■ What is needed
Print all records exactly, leaving nothing out.
[START OF Data provided]
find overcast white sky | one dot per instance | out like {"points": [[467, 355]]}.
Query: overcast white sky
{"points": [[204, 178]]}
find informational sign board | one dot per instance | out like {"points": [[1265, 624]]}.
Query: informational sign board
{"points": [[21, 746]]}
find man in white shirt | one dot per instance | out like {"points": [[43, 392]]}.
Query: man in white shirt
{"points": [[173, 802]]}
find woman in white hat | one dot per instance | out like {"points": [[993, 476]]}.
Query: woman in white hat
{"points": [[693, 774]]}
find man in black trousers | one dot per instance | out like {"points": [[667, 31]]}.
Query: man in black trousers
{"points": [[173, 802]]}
[END OF Data provided]
■ Completed exercise
find overcast white sky | one dot per instance | out like {"points": [[467, 355]]}.
Query: overcast white sky
{"points": [[204, 178]]}
find informational sign board | one dot per instance | out like {"points": [[1265, 624]]}.
Query: informational sign board
{"points": [[21, 746]]}
find man in white shirt | one dot per instance | out like {"points": [[43, 392]]}.
Query: man in white shirt
{"points": [[173, 802]]}
find woman in white hat | one dot per instance | out like {"points": [[993, 476]]}.
Query: woman in white hat
{"points": [[693, 774]]}
find man in black trousers | one dot per instance | out like {"points": [[667, 31]]}.
Query: man in black trousers
{"points": [[173, 802]]}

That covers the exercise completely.